#06 - Let's make something slow, really, really fast.

Yep. We're talking about the EBlade.

At a time when paintballers were in awe of the speed of electro markers, but deep-down loved the feel and accuracy of the Autococker, the question was...surely you could have both?

And guess what. You could.

In the early noughties we released a product called the EBlade which kick-started the next level of our involvement with custom markers and re-ignited a passion for the Autococker that nobody had anticipated.

This was a big deal for us, so we decided to dig a little deeper and ask a few questions (actually, a LOT of questions) to bring you a better insight into how the product came about and what the main protagonists thought about it.

Are you ready to read a lot of stuff? Good. Here we go.


The Nexus EBlade giving it some


So, before we get into the awesome EBlade, you guys brought out your own Cocker didn’t you?
I guess nobody brings out their own Cocker. Custom houses brought out different custom versions of the Worr Games Autococker and that’s what we did too. We used their base platform and in our opinion made it a lot better. So yes we brought out our custom version - the Eclipse Cocker.

» PROBLEM REQUIREMENTS: Carry on the EBlade interview about the custom Autococker from the point where it stops.

» PROVIDED INFORMATION:
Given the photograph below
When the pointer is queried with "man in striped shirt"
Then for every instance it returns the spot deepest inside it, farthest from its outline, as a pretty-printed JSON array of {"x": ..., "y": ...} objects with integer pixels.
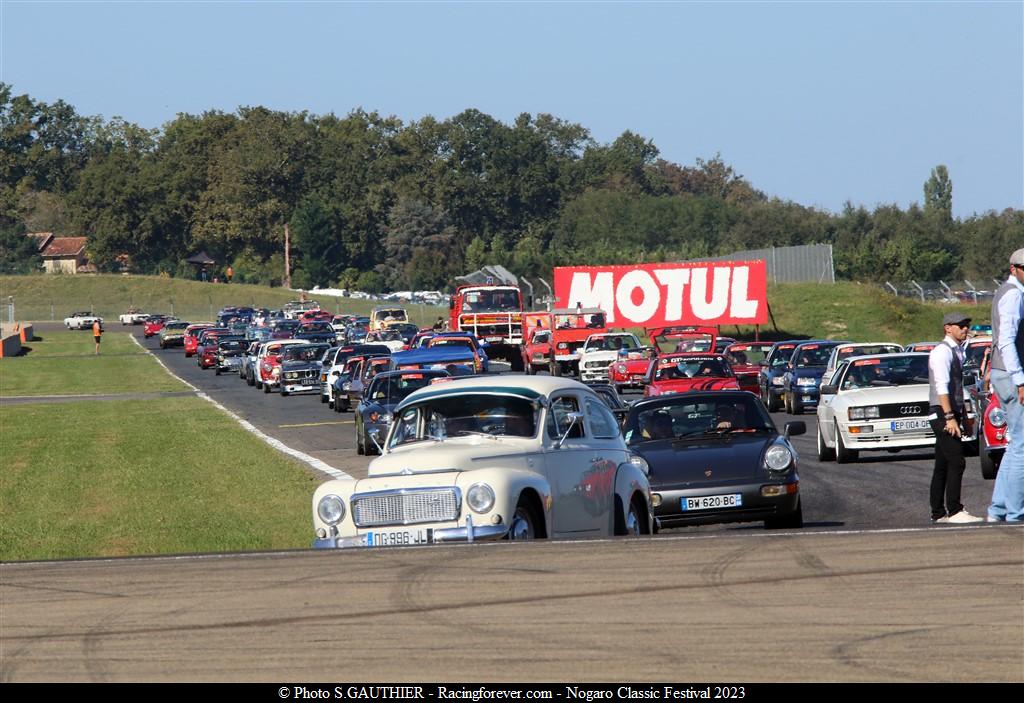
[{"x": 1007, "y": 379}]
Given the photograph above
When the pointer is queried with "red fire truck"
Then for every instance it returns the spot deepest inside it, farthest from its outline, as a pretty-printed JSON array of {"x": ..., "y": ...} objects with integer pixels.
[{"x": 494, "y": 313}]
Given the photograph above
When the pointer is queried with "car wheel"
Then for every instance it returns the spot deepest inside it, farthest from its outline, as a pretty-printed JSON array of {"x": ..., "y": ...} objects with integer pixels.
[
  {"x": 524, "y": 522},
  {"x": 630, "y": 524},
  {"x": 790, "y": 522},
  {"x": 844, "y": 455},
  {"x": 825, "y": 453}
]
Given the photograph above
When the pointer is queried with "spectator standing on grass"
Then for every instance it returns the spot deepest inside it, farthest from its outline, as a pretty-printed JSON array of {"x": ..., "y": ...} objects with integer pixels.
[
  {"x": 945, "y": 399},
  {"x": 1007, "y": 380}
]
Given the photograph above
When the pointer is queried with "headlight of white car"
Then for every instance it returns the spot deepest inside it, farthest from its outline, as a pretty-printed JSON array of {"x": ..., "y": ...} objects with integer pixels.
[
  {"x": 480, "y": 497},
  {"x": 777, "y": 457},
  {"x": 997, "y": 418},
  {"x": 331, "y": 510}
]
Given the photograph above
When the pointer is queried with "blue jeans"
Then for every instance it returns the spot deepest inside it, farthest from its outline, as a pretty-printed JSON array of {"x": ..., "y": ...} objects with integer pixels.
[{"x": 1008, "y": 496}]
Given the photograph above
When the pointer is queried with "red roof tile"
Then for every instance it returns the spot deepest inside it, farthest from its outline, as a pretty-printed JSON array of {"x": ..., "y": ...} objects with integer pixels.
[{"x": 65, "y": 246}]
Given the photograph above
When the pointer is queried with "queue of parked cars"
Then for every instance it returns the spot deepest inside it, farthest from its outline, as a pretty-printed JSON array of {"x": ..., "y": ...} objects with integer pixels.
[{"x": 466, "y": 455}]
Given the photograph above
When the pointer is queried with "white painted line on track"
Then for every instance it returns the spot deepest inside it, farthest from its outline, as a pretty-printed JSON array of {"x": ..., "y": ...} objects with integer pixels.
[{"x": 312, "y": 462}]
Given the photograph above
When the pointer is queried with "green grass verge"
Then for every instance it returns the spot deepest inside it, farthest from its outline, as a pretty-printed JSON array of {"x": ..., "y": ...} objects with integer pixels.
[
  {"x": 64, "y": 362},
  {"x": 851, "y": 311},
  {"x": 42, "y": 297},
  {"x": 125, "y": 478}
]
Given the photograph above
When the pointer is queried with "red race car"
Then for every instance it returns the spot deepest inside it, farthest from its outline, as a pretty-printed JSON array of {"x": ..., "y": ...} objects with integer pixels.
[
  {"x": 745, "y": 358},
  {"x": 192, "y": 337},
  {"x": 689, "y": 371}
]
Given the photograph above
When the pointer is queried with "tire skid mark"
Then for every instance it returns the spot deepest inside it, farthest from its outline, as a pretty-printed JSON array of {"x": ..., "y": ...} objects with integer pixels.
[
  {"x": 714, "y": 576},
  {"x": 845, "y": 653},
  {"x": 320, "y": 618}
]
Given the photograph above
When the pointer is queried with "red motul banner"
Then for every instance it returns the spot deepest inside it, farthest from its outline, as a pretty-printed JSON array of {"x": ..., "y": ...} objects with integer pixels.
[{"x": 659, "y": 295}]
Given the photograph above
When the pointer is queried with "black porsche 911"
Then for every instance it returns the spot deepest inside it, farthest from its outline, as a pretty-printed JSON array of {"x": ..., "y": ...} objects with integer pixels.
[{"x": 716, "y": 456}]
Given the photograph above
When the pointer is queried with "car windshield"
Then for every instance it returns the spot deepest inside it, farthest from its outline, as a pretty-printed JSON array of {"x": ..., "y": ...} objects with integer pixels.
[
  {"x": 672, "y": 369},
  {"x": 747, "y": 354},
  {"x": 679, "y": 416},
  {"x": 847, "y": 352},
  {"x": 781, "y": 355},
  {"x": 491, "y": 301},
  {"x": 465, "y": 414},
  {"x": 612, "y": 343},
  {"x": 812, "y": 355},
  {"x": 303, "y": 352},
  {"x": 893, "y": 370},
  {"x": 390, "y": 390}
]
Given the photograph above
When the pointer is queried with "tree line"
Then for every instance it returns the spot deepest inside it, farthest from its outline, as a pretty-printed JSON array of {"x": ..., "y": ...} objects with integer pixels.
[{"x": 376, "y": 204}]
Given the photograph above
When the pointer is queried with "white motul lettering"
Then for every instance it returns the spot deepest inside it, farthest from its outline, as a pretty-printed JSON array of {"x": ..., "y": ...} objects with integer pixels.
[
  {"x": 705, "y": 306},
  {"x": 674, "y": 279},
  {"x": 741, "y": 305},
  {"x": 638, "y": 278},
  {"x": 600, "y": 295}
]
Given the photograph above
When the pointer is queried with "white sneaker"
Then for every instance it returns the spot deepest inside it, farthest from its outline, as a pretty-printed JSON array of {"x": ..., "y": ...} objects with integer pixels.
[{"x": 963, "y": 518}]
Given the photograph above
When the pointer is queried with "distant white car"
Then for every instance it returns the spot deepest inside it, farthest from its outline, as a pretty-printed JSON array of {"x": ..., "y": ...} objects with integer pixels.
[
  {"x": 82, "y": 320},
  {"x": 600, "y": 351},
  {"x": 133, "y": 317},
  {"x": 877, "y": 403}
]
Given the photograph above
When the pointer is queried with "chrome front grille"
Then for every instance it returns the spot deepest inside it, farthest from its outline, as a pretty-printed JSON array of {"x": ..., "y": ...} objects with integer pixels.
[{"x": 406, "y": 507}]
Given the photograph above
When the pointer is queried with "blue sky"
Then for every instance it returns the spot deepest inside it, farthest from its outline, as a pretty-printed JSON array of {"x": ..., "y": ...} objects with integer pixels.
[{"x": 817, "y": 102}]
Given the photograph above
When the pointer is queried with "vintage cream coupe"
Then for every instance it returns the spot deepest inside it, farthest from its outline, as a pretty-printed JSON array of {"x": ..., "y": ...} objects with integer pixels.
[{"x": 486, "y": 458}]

» RESULT OF THE TASK:
How did this go?
It went well. It was another one of those personally driven projects where we wanted to customise markers so they performed better for us (The Banzai Bandits) but we also wanted to sell them in the store. So we made a standard version, if that’s what you can call a custom Eclipse Cocker.

Did this make other companies in the industry stand to attention? You guys starting to create your own custom marker was a big deal wasn’t it?
Not really. Back then it was pretty hard to find custom markers unless you happened to live near a custom house. We made such small batches of them that we didn’t need to find a lot of customers to sell out and normally there was a back order for them. It’s not like we had stock sitting around. It was a true custom job where most were made to order which included the ano job. Any buzz or interest that was building was happening without us knowing much about it to be honest. It’s only when your fax machine (yes, fax machine…ask your dad) spits out an order for 5 or 10 units to America that you realise people know about your work.


The Eclipse Cocker with standard slide trigger


You also did a few other Eclipse custom markers too at that time. But was the Cocker more involved?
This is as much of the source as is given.